→ **Tasks to carry out**
A. According to the caravan rebuilding text, why are the faults in a budget caravan likely to be easy to see? Answer in one to three sentences.
B. Write the next part of the caravan rebuilding text, picking up after its last sentence.

→ **Reading text**
+++++

Rebuilding a retro caravan
Words and photos: Lee Davey
With uncertainty surrounding overseas travel, the ‘staycation’ has boomed this year with sales of new and used caravans reaching an all-time high. In some areas, demand outstripped supply which not only affects availability but pricing, too.
However, should you wish to buy a caravan without spending loads of cash, there's another option.
Seeking increased levels of comfort, a caravan allowed us to go ‘camping’ without having to camp, which led to caravanning trips across thirty countries, restoring a vintage caravan that spent 20 years in a hedge, and buying our latest caravan project for just £5.99.
The best part about buying a budget caravan is knowing that it’ll need work.
Does it suffer from water ingress? Probably.
Does everything work as it should? Probably not.
This price point means unscrupulous sellers are unlikely to disguise faults and many issues are likely to be visible.

+++++

→ **Data block**
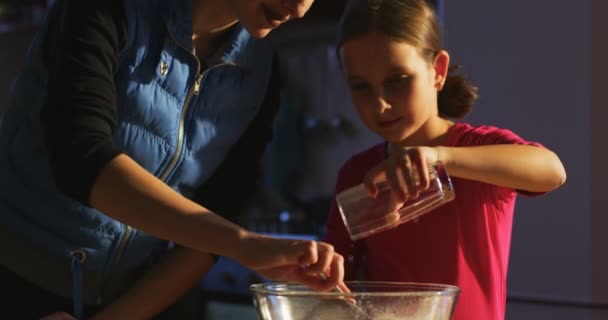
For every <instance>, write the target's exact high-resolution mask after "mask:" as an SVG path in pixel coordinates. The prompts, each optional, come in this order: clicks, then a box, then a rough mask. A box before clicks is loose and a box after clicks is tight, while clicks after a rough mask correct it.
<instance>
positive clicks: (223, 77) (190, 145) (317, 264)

+++++

→ **Task-by-task answers**
A. At such a low price point, unscrupulous sellers are unlikely to go to the trouble of disguising faults. As a result, many of a budget caravan's issues are likely to be visible.

B.
Our £5.99 1977 Bailey Maru had been used as a child’s playroom for several years and was adorned with stickers and wall-based crayon drawings.
Glass half full, stickers and crayons don’t adhere well to damp surfaces which made it easier to spot problem areas and plan our work.
A few years ago, my (then) nine-year-old son and I bought our first caravan restoration project on a whim, after researching 1960s caravans on eBay.
What began as an exercise to find the differences between modern and vintage caravans, ended with me submitting a cheeky bid for a 1967 Bailey Maestro.
Restoring the Maestro was a steep learning curve, but it was a fantastic father/son project. Both of us learnt a vast amount as we replaced acres of rotten framework, floor, and wallboard, before refinishing the exterior in its original coach enamel.
We also hid a few modern caravanning items behind the period fixtures and fittings, maintaining the comfort levels to which we’d become accustomed.
Using the knowledge gained on Project Gladys (as we called her), we’ll be taking you on a step-by-step journey to show you how caravan restoration on a budget is within easy reach, requiring a small selection of tools and a modicum of DIY knowledge.
Our latest project – the 1977 Bailey Maru EK, or Mabel as she’s now known – has all the issues you’re likely to find in a caravan of the period and we’ll be tackling everything in easy-to-follow, bite-sized chunks.
I don’t have an indoor workspace or unlimited funds, so we’ll be working outside and on a piggy bank budget.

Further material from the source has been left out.